• [Recorded data]
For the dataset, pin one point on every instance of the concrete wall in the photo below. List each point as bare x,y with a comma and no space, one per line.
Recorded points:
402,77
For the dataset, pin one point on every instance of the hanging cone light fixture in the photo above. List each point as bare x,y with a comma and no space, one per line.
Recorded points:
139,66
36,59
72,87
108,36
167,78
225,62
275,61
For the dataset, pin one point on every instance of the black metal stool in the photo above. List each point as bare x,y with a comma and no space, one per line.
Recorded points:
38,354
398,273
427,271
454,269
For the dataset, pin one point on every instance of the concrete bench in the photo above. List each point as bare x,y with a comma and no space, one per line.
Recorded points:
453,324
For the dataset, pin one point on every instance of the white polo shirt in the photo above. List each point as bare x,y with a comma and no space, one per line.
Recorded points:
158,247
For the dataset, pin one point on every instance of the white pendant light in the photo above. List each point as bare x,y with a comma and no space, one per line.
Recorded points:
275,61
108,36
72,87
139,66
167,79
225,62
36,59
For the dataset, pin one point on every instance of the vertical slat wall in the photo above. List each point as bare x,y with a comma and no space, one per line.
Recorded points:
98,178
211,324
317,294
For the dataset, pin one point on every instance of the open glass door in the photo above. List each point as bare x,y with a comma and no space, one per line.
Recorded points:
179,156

• [Problem]
Lines from the records above that hold "light" are the ones to list.

• [Problem solution]
For the dataset, pin one point on every instance of the hanging cone light fixture in the photo above. List each point as bare x,y with a comma and no space, one per line.
For the dataset, pin one point on every instance of the white pendant light in the photo above. List each point as bare x,y with a comma and no space, one per line.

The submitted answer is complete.